EXERCISE OBJECTIVE: Rewrite the listing below in full, swapping each "place a point" for "put a marker" and leaving everything else as it is.

RECORDS PROVIDED:
START

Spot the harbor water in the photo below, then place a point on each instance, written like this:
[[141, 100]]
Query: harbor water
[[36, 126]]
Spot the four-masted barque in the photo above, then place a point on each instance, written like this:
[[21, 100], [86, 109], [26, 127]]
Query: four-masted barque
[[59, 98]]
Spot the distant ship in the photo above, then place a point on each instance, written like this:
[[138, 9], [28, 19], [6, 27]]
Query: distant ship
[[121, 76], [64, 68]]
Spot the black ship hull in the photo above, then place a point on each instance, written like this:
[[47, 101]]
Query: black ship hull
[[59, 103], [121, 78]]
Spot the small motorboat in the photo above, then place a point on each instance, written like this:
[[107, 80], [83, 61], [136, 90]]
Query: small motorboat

END

TASK OUTPUT:
Spot the harbor water in the photo below, then put a marker on each instance, written like this:
[[141, 100]]
Query: harbor water
[[36, 126]]
Spot the four-masted barque in the photo above, then put a marker on each instance, written like this:
[[21, 100], [86, 109], [26, 127]]
Query: four-masted barque
[[59, 98]]
Spot the distant ship in the photo above, then put a marker on each instance, written like this:
[[138, 9], [28, 19], [6, 27]]
Query: distant ship
[[121, 76], [64, 68]]
Spot the black ship hull in the photo above, then put a marker on each instance, written like this:
[[47, 101]]
Query: black ship hull
[[59, 103], [121, 78]]
Spot the small motorboat in the photo above, then put a marker on each instance, written like this:
[[107, 80], [83, 61], [136, 90]]
Query: small motorboat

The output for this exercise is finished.